▶ _STATED GOAL_
Please turn the lines below into a numbered list, leaving out blank lines and the pictures.
══════════════════════════════
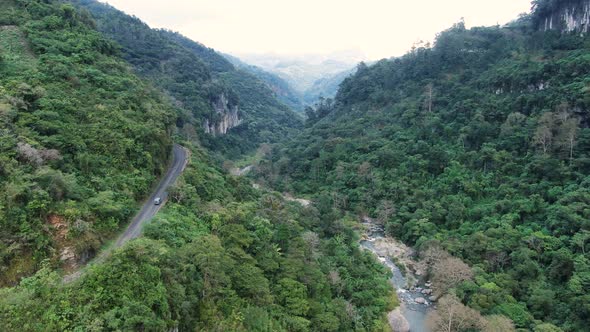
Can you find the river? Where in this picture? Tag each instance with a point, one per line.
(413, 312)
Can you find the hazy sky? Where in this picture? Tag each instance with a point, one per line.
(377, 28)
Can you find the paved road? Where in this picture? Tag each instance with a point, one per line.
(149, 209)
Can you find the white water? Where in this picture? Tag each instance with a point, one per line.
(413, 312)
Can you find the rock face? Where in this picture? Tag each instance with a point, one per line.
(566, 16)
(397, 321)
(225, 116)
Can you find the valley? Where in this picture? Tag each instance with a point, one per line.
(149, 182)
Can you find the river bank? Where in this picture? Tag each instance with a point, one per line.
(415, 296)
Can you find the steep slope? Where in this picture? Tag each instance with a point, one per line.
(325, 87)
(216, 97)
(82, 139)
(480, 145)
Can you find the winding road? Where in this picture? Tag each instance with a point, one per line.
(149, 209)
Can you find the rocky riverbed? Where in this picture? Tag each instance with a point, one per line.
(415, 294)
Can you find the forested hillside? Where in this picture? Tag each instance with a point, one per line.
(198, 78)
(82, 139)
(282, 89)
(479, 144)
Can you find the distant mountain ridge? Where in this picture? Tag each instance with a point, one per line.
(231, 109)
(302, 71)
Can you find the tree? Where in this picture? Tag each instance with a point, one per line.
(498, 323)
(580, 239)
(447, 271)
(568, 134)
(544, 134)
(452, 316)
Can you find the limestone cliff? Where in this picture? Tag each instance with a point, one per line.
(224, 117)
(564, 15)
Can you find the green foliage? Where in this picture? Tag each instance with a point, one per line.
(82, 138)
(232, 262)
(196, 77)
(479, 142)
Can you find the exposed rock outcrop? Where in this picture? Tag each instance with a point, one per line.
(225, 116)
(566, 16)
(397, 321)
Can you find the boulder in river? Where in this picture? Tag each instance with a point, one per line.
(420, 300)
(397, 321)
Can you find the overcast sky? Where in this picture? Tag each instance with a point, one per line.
══════════════════════════════
▶ _FULL ANSWER_
1. Can you find the river? Where in this picture? Tag each instance with a point, one per line.
2. (413, 312)
3. Can you find the hazy sky? Where in this picture? Tag each instance with a point, one per line.
4. (377, 28)
5. Can you find the paved road? Where in this picture? Tag each instance with a point, one per line.
6. (149, 209)
7. Can you find the white water? Where in this picture? Tag each instance with a point, one per line.
8. (413, 312)
9. Can you find the rock face? Where in this picture? Tag each instance with a point, one per line.
10. (566, 16)
11. (397, 321)
12. (225, 116)
13. Can you find the valley? Where in this picture? Tag each instance with a point, one per line.
14. (149, 182)
15. Can you find the river bank? Where in this picture? Tag each instance with a point, one per line.
16. (415, 296)
17. Can you find the steep slope? Where in this picture? Tag each instance with a point, one per line.
18. (325, 87)
19. (216, 97)
20. (82, 139)
21. (480, 145)
22. Can you find the winding road? Where in this picture? Tag each instance with a point, one per line.
23. (149, 209)
24. Can you find the rocky riverbed? Where in this picture? Tag each instance with a point, one per line.
25. (415, 294)
26. Can you find the forested hillside? Where in this picture? Tag each instance with a point, one per line.
27. (198, 78)
28. (82, 139)
29. (282, 89)
30. (479, 144)
31. Can you find the distant mountain ridge? Where in this picture? Tag each instance with a point, one per line.
32. (231, 109)
33. (302, 71)
34. Can you find the tree? Where in this picture? Tag each instance with a point, one per line.
35. (498, 323)
36. (580, 239)
37. (447, 271)
38. (568, 134)
39. (544, 134)
40. (452, 316)
41. Can you find the limestone cliff? Where in this picture? Tag each instance with a point, one per line.
42. (224, 117)
43. (564, 15)
44. Can you find the green foliage? Where in this picture? Tag each instance with a point, one per line.
45. (82, 138)
46. (232, 262)
47. (196, 77)
48. (479, 142)
49. Can you find the exposed rock outcrop? Where in this picture? Tag each instance with a point, one per line.
50. (225, 116)
51. (566, 16)
52. (397, 321)
53. Can you find the boulder in river? Where in this picture? Tag each instance with a point, one per line.
54. (420, 300)
55. (397, 321)
56. Can you find the overcast sky? Where in this picture? Tag each instance with a point, one per line.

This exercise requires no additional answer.